Source passage |
((
The question we get asked most, usually on the first evening over a glass of something cold, is: "Where should we go?"

The Gers is vast, the roads are quiet, and there is no obvious tourism trail to follow. You won't find a well-worn route here, no queue of coaches pointing at the highlights. What you will find, if you take the time, is a region of extraordinary depth — layered history, fabulous food, landscapes that change with every season, and a gentle, personable people, quite different from the character of the French in general.

This is our five-day answer. It isn't the only itinerary worth following from Séailles — we could write ten — but this one moves through different kinds of experience in a satisfying rhythm: markets and villages one day, history and gastronomy the next, nature and wine to finish. We've done all of it many times. These are our honest recommendations.

One practical note before we begin: a car is essential. The Gers has no meaningful public transport. The reward for bringing a car — or renting one from the airports at Bordeaux, Toulouse and Tarbes, or the TGV stations at Agen or Bordeaux — is that once you're on those quiet country roads, they are often entirely yours.
))
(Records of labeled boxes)
((
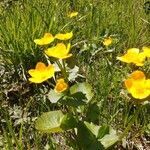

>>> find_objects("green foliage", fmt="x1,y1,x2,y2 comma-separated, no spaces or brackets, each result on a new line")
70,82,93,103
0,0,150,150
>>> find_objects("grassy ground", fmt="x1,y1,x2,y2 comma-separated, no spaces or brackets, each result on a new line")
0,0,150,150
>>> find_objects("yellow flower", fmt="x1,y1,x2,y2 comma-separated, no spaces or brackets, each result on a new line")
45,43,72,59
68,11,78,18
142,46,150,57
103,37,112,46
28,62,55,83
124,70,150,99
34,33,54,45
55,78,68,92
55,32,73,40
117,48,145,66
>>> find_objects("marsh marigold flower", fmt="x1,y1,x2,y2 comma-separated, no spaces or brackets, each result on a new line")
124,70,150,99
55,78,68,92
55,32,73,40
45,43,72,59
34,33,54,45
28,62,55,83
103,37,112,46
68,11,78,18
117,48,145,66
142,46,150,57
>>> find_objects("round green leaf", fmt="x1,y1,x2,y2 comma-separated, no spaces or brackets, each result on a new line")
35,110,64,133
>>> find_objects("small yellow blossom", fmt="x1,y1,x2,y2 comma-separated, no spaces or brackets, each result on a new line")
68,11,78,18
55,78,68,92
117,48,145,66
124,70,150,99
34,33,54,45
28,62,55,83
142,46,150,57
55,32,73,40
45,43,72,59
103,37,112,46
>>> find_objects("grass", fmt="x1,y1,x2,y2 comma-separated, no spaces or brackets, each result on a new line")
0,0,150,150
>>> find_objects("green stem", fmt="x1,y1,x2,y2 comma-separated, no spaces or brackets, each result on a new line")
))
Task instructions |
(a) In the Gers travel passage, from which airports do the authors say a car can be rented?
(b) Return the stretch of the Gers travel passage from "This is our" through "often entirely yours.", copied word for word.

Results |
(a) Bordeaux, Toulouse and Tarbes.

(b)
This is our five-day answer. It isn't the only itinerary worth following from Séailles — we could write ten — but this one moves through different kinds of experience in a satisfying rhythm: markets and villages one day, history and gastronomy the next, nature and wine to finish. We've done all of it many times. These are our honest recommendations.

One practical note before we begin: a car is essential. The Gers has no meaningful public transport. The reward for bringing a car — or renting one from the airports at Bordeaux, Toulouse and Tarbes, or the TGV stations at Agen or Bordeaux — is that once you're on those quiet country roads, they are often entirely yours.